** start of INFORMATION PROVIDED **

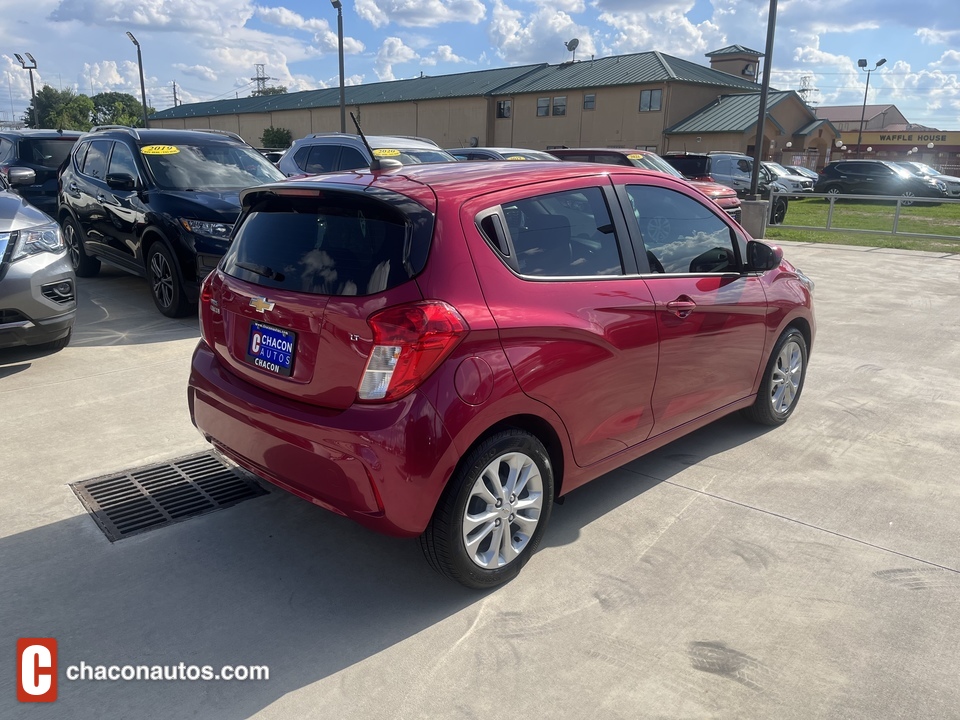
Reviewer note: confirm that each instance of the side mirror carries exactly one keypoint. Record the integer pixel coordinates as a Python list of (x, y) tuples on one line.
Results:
[(21, 176), (762, 257), (121, 181)]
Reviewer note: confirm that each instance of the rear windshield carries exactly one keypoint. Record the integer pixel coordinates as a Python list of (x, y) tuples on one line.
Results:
[(49, 153), (339, 244)]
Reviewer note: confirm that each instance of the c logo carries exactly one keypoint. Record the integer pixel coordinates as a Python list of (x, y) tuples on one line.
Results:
[(36, 669)]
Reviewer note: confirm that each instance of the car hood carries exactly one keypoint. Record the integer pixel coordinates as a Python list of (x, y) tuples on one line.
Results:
[(712, 189), (16, 213), (214, 205)]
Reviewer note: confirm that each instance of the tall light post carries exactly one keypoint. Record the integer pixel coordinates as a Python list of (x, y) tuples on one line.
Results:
[(343, 105), (862, 64), (31, 65), (143, 89)]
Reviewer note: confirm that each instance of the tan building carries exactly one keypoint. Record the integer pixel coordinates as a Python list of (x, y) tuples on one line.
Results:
[(646, 100)]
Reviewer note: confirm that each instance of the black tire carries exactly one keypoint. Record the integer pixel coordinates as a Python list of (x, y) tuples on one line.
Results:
[(480, 480), (782, 380), (83, 264), (58, 345), (166, 287)]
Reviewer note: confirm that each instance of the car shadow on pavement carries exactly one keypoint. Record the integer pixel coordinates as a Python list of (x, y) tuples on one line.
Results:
[(115, 308)]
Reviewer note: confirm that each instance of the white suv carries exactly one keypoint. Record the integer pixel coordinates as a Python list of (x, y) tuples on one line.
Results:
[(329, 152)]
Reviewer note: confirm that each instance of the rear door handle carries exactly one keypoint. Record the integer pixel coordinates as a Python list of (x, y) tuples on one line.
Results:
[(681, 308)]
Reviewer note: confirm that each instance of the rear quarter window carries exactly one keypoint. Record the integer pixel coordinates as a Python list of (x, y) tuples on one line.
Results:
[(339, 245)]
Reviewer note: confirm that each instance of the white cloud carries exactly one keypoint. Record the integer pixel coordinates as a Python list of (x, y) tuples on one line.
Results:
[(392, 52), (420, 13), (536, 38)]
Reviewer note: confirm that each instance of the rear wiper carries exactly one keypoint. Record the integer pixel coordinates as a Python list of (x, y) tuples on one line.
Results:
[(261, 270)]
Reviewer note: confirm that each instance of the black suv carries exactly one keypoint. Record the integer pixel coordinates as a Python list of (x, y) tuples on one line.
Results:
[(876, 177), (158, 203), (42, 151), (733, 170)]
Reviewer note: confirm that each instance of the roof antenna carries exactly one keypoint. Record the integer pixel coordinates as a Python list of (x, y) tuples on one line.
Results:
[(375, 163)]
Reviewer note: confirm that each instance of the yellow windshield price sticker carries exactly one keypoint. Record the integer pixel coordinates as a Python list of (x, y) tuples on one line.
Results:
[(159, 150)]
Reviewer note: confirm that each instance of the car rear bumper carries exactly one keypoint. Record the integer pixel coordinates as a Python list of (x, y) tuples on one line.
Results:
[(383, 466)]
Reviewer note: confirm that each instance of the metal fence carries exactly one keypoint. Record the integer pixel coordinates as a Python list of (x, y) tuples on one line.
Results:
[(902, 212)]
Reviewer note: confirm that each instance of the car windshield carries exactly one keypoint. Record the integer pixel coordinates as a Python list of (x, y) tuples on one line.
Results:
[(649, 161), (208, 167), (409, 156)]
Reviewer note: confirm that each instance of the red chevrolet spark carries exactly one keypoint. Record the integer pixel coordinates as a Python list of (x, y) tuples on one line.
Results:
[(442, 351)]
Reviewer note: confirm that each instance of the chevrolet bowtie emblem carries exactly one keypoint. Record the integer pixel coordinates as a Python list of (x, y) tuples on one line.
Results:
[(261, 304)]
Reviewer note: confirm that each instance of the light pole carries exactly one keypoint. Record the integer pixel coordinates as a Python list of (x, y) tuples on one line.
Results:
[(33, 93), (343, 106), (862, 64), (143, 90)]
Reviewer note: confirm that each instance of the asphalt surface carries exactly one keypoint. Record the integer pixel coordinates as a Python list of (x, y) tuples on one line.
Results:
[(809, 571)]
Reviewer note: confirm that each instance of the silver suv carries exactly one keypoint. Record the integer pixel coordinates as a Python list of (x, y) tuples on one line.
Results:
[(37, 285), (329, 152)]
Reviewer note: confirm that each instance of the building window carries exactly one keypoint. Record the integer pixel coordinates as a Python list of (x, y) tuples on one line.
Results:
[(650, 100)]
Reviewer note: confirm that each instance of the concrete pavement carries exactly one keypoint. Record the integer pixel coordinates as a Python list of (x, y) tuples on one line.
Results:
[(804, 572)]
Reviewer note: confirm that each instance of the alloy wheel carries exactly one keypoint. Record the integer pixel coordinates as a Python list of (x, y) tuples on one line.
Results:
[(503, 510)]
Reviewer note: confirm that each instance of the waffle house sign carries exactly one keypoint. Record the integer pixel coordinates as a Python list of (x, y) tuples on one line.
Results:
[(910, 138)]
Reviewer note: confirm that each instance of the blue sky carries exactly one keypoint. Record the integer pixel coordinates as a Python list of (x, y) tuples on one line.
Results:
[(210, 47)]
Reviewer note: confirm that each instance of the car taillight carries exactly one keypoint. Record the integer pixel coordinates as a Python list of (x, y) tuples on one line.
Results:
[(209, 306), (409, 343)]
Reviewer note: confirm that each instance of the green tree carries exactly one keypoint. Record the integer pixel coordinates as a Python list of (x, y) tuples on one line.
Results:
[(60, 109), (276, 138), (270, 90), (113, 108)]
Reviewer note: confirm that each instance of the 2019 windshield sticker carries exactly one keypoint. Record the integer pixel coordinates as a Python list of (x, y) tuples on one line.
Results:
[(159, 150)]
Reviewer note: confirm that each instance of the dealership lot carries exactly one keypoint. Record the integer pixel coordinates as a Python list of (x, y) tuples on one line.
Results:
[(806, 571)]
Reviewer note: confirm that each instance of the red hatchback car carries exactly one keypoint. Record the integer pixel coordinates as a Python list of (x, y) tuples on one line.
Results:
[(442, 351)]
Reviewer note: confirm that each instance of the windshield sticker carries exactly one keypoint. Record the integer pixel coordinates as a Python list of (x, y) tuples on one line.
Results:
[(159, 150)]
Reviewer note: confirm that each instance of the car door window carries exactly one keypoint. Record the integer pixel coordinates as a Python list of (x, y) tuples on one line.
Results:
[(322, 158), (564, 234), (95, 163), (680, 234), (122, 162)]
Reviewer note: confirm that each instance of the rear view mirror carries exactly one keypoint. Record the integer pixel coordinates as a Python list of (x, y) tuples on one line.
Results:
[(762, 257), (121, 181), (21, 176)]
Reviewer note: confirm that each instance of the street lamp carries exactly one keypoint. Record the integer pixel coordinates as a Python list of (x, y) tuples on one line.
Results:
[(862, 64), (143, 90), (33, 93), (343, 106)]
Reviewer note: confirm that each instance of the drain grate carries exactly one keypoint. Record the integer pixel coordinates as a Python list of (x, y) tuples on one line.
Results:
[(132, 502)]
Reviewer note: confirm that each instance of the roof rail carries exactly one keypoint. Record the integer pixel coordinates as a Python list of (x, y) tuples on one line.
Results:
[(220, 132), (101, 128)]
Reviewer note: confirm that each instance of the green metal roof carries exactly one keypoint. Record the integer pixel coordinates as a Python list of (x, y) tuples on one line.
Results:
[(732, 113), (640, 68), (472, 84), (734, 50)]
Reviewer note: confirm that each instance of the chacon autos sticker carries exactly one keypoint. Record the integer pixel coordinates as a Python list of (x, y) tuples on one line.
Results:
[(159, 150)]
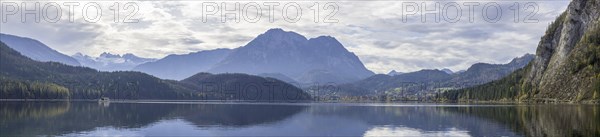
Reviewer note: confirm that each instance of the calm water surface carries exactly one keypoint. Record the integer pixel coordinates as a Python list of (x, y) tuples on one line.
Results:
[(306, 119)]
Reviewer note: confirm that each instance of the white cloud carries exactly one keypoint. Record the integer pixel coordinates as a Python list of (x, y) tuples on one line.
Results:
[(371, 29)]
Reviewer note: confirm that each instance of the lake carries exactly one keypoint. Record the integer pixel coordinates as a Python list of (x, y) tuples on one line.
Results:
[(294, 119)]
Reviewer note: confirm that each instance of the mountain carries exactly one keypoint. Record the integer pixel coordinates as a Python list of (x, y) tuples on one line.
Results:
[(178, 67), (322, 59), (23, 78), (447, 71), (566, 67), (36, 50), (481, 73), (429, 81), (246, 87), (279, 77), (111, 62), (394, 73)]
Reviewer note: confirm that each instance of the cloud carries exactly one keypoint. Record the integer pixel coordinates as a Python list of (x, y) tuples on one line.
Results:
[(373, 30)]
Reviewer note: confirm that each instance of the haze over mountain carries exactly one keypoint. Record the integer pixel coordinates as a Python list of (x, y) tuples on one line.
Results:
[(178, 67), (322, 59), (111, 62), (428, 81), (566, 67), (23, 78), (287, 54), (36, 50)]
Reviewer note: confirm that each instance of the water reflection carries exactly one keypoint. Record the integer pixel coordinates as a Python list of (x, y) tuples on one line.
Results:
[(221, 119)]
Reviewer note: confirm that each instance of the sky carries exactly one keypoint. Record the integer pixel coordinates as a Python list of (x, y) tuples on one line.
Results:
[(385, 34)]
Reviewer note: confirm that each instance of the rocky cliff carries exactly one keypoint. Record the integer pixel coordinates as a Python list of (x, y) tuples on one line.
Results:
[(566, 67), (566, 64)]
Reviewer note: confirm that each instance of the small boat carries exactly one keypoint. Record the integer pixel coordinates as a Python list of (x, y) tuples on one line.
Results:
[(103, 99)]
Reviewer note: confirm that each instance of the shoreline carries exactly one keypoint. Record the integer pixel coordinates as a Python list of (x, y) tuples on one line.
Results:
[(472, 102)]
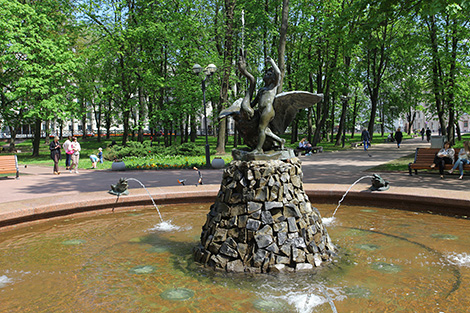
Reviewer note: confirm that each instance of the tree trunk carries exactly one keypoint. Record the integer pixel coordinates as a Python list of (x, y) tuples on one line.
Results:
[(436, 73), (37, 137), (353, 126), (228, 56), (46, 131), (282, 43), (342, 122)]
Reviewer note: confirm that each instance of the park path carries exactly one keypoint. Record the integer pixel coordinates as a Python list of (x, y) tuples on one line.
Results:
[(339, 169)]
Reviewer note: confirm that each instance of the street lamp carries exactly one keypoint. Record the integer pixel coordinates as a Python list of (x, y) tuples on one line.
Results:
[(208, 71)]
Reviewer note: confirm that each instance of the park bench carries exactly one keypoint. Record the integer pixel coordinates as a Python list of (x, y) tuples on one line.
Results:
[(9, 165), (316, 149), (424, 158)]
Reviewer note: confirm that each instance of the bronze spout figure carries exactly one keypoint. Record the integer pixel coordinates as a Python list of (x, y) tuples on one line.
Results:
[(261, 128)]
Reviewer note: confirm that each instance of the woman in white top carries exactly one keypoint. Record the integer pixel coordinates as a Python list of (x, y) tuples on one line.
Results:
[(443, 157), (75, 146), (464, 156), (68, 152)]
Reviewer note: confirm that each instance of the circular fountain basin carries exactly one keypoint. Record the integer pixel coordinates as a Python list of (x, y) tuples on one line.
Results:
[(389, 260)]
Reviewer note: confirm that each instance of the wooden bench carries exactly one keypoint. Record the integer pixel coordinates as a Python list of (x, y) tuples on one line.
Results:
[(316, 149), (9, 165), (424, 157)]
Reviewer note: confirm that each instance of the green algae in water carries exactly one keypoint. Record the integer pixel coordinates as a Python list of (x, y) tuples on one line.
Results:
[(270, 305), (444, 236), (158, 249), (73, 242), (136, 239), (143, 269), (357, 292), (386, 267), (134, 214), (355, 232), (177, 294), (368, 247)]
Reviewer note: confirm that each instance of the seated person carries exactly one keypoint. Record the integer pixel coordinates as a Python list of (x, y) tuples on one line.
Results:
[(464, 158), (305, 145), (443, 157)]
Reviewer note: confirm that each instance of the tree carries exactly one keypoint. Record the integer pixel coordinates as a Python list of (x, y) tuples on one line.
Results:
[(36, 60)]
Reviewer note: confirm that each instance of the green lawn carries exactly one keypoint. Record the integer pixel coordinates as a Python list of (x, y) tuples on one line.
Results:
[(91, 145)]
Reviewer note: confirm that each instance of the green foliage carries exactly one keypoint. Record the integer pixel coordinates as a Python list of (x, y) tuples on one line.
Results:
[(137, 149)]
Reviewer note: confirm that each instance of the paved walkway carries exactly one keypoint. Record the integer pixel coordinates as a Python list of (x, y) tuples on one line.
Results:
[(328, 171)]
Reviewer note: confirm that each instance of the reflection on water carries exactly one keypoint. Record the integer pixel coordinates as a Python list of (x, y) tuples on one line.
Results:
[(389, 260)]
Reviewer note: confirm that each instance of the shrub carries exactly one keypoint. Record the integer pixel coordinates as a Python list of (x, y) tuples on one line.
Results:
[(137, 149)]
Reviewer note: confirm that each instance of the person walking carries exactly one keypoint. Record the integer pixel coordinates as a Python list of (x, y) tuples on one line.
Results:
[(306, 146), (68, 152), (464, 158), (443, 157), (398, 136), (365, 137), (428, 134), (100, 155), (75, 147), (54, 146)]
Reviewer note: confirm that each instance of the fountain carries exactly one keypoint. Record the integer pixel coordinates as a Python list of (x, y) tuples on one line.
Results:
[(121, 188), (388, 260), (262, 220)]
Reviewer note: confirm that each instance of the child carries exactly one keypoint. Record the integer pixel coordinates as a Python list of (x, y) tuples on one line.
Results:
[(94, 159), (100, 155)]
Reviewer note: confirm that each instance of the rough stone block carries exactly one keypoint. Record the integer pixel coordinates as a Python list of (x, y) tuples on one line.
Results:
[(303, 267), (266, 217), (261, 194), (296, 181), (227, 250), (263, 240), (292, 225), (281, 238), (273, 205), (282, 259), (242, 248), (273, 248), (220, 235), (258, 257), (298, 255), (280, 227), (242, 219), (286, 249), (235, 266), (277, 268), (277, 215), (253, 224), (256, 215)]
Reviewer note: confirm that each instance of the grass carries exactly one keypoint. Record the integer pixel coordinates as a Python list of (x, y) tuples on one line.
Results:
[(401, 164), (91, 145)]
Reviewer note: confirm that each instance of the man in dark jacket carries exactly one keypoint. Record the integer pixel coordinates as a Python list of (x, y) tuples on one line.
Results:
[(54, 146), (428, 134), (365, 137)]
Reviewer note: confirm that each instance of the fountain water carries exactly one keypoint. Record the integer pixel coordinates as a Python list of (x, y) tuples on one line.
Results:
[(339, 203), (154, 270), (121, 188)]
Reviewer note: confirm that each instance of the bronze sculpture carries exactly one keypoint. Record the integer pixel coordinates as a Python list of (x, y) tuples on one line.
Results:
[(261, 128)]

** end of INFORMATION PROVIDED **

### EXERCISE DESCRIPTION:
Return the lines from the one containing "the bronze sculpture" through the end of the lines above, unchanged.

### WORKED SOLUTION:
Reviewer note: confirm that each instance of the bronze sculpture carries exactly one keypoint. Record the integer pixel coordinates as a Python list of (x, y) tuples on one line.
Results:
[(261, 128)]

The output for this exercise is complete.